• **Problem statement**
Could you set down the records below exactly as they are, with no pictures?
--
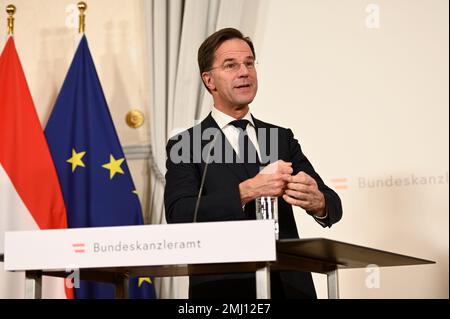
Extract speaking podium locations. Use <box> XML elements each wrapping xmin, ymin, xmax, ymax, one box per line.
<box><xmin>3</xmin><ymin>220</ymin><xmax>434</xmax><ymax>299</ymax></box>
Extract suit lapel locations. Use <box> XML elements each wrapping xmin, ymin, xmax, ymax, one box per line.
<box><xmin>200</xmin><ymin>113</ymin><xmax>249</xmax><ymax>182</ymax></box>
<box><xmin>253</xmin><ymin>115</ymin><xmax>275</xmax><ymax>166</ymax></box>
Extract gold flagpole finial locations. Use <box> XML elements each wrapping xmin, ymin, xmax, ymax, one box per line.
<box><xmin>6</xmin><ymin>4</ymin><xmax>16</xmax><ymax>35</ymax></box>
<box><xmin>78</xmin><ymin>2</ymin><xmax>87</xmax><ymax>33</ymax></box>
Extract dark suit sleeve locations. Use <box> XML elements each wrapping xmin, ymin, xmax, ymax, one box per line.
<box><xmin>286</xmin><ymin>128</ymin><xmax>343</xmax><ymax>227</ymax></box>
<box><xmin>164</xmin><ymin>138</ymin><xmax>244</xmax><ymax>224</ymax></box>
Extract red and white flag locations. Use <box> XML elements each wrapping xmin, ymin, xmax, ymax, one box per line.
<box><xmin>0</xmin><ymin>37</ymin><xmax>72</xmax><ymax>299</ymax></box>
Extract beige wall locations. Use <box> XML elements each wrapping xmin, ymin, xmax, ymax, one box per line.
--
• **Answer to the problem**
Extract speaking podium locations. Use <box> XML elements each wrapping xmin, ymin, xmax, ymax, one box per line.
<box><xmin>3</xmin><ymin>220</ymin><xmax>434</xmax><ymax>299</ymax></box>
Extract suit lapel locations. Use <box> XML elements each wrapping xmin, ymin, xmax, ymax, one box per line.
<box><xmin>200</xmin><ymin>113</ymin><xmax>249</xmax><ymax>182</ymax></box>
<box><xmin>253</xmin><ymin>115</ymin><xmax>275</xmax><ymax>166</ymax></box>
Extract gold flagpole finial locations. Use <box> XML elements each wrapping xmin, ymin, xmax, ymax, one box per line.
<box><xmin>6</xmin><ymin>4</ymin><xmax>16</xmax><ymax>35</ymax></box>
<box><xmin>78</xmin><ymin>2</ymin><xmax>87</xmax><ymax>33</ymax></box>
Extract dark suit sleeve locations. Use <box> XML elements each wrapping xmin, ymin, xmax, ymax, one box per line.
<box><xmin>286</xmin><ymin>128</ymin><xmax>343</xmax><ymax>227</ymax></box>
<box><xmin>164</xmin><ymin>138</ymin><xmax>244</xmax><ymax>224</ymax></box>
Extract red and white flag locations. Use <box> XML elements each wrapping xmin, ymin, xmax, ymax, one box per line.
<box><xmin>0</xmin><ymin>37</ymin><xmax>72</xmax><ymax>299</ymax></box>
Extract beige wall locations. Use <box> XML elements each wrapping xmin, ymin, xmax, ymax, one box per line.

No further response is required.